Le peuple, comme la Constitution, sera-t-il une fois de plus mis à l’index ?
28/05/2012
- Opinión
D’après le président Martelly et ses plus proches collaborateurs, Laurent Salvador Lamothe est le personnage qu’il faut pour la mise en branle de la nouvelle orientation tant attendue. Entre temps, le grand public n’a pas encore perçu les signes du vrai départ alors que le pays s’enfonce dans un inquiétant conservatisme.

## Données extraites
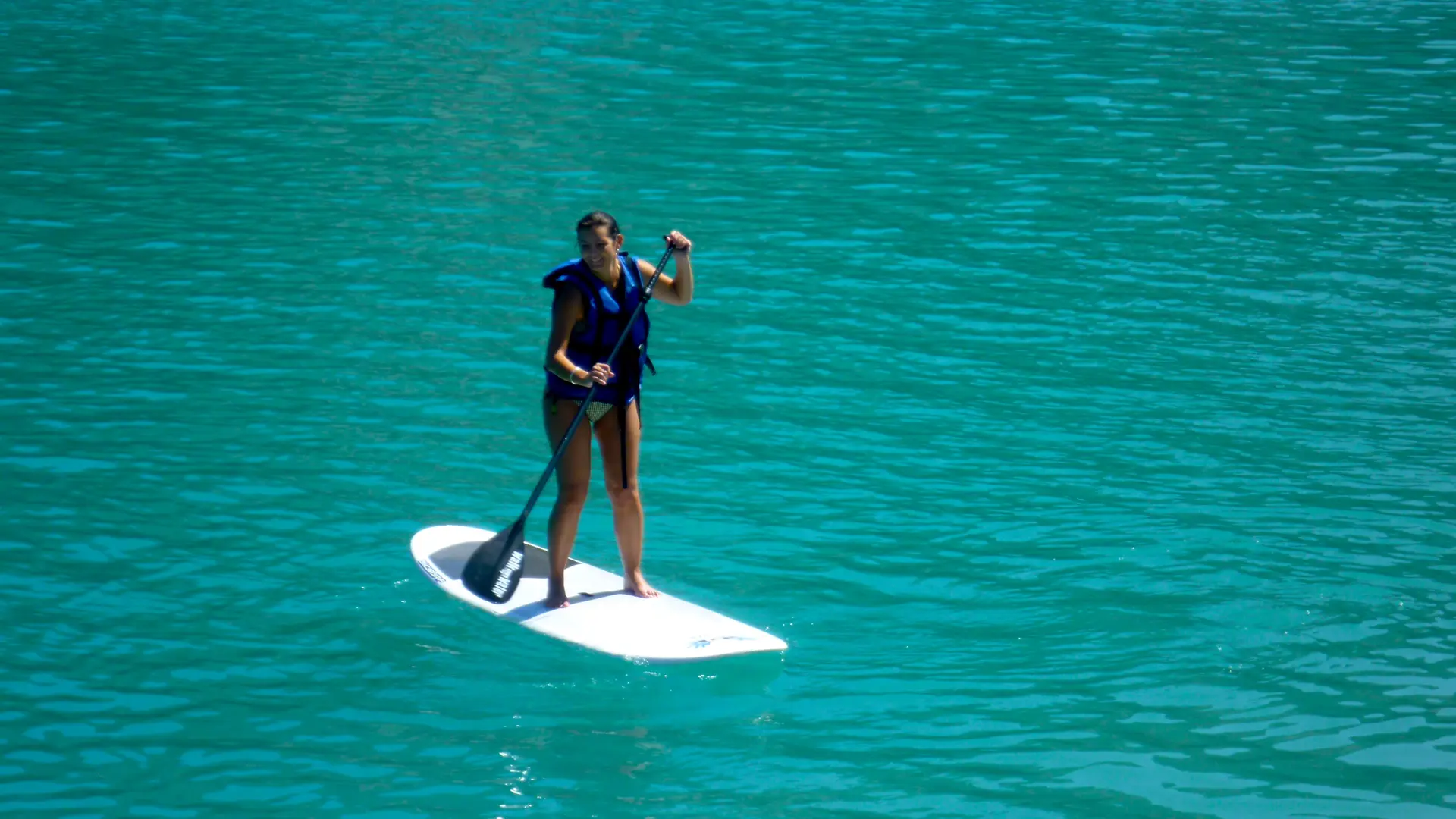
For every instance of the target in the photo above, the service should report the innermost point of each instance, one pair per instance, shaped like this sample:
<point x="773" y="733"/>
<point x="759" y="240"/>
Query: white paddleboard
<point x="601" y="615"/>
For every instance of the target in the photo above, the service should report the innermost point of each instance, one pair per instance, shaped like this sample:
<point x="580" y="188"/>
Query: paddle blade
<point x="494" y="569"/>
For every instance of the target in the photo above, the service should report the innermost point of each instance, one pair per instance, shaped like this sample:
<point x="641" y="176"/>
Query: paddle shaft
<point x="582" y="411"/>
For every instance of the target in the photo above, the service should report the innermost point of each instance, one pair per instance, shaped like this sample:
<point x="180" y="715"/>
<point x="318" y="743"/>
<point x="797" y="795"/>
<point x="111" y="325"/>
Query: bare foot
<point x="557" y="594"/>
<point x="637" y="585"/>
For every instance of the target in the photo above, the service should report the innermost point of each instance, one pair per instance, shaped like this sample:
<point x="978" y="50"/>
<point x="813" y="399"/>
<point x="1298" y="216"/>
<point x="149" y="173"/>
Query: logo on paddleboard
<point x="711" y="640"/>
<point x="503" y="582"/>
<point x="431" y="572"/>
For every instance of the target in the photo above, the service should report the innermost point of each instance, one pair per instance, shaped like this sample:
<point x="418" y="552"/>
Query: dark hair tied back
<point x="599" y="219"/>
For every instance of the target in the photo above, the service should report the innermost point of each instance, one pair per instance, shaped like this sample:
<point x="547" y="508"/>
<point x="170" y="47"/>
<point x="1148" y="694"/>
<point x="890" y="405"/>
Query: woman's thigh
<point x="609" y="444"/>
<point x="574" y="468"/>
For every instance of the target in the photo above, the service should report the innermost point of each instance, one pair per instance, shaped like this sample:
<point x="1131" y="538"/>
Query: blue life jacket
<point x="593" y="338"/>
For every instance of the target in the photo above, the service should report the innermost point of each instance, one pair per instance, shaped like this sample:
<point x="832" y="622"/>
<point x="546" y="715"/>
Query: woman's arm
<point x="565" y="311"/>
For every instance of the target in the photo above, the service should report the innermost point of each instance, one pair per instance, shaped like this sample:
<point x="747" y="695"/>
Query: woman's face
<point x="598" y="248"/>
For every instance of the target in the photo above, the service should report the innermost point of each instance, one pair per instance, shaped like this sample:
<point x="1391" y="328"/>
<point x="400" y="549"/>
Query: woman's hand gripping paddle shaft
<point x="494" y="569"/>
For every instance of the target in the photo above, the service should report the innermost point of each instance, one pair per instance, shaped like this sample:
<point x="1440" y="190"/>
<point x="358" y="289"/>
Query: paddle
<point x="494" y="569"/>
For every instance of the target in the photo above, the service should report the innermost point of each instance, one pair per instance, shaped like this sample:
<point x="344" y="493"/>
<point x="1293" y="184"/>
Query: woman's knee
<point x="620" y="494"/>
<point x="571" y="493"/>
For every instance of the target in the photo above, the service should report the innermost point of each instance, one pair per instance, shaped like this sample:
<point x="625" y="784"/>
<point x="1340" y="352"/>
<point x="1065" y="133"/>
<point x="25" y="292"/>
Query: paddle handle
<point x="582" y="411"/>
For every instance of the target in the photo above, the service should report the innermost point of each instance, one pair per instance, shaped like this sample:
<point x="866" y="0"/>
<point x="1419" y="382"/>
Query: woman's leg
<point x="573" y="479"/>
<point x="626" y="503"/>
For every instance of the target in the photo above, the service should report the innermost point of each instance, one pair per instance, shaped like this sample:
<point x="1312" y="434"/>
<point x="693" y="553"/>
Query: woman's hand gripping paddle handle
<point x="495" y="567"/>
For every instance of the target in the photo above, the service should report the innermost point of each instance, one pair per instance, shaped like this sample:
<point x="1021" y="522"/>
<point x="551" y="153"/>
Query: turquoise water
<point x="1069" y="385"/>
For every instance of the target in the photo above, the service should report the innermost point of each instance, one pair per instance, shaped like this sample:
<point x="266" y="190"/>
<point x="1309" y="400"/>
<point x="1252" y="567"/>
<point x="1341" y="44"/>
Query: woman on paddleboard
<point x="596" y="295"/>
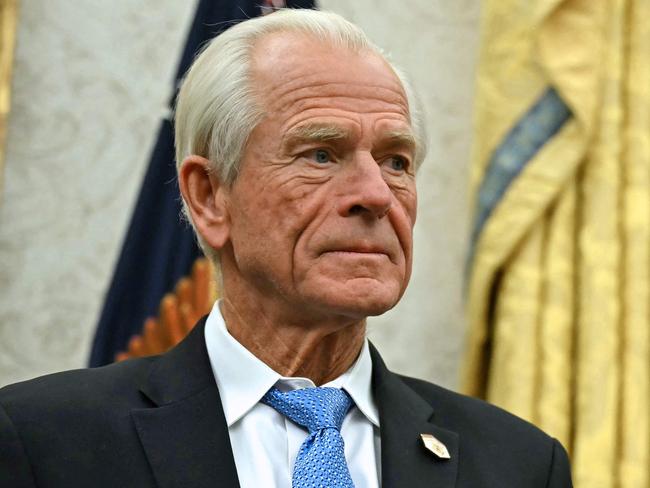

## Consignes de l'exercice
**a)** Répondez à ces questions sur le texte étudié :
(i) Quelle date figure sous le titre ?
(ii) D'après qui Laurent Salvador Lamothe est-il le personnage qu'il faut ?
(iii) Dans quoi le pays s'enfonce-t-il ?
**b)** Dans le texte étudié, recopiez le passage allant de « Le peuple, comme » jusqu'à « un inquiétant conservatisme. » inclus, en remplaçant « conservatisme » par « immobilisme ».

## Corrigé de l'exercice
**a)**
(i) 28/05/2012
(ii) D'après le président Martelly et ses plus proches collaborateurs.
(iii) Dans un inquiétant conservatisme.

**b)**
Le peuple, comme la Constitution, sera-t-il une fois de plus mis à l’index ?
28/05/2012
- Opinión
D’après le président Martelly et ses plus proches collaborateurs, Laurent Salvador Lamothe est le personnage qu’il faut pour la mise en branle de la nouvelle orientation tant attendue. Entre temps, le grand public n’a pas encore perçu les signes du vrai départ alors que le pays s’enfonce dans un inquiétant immobilisme.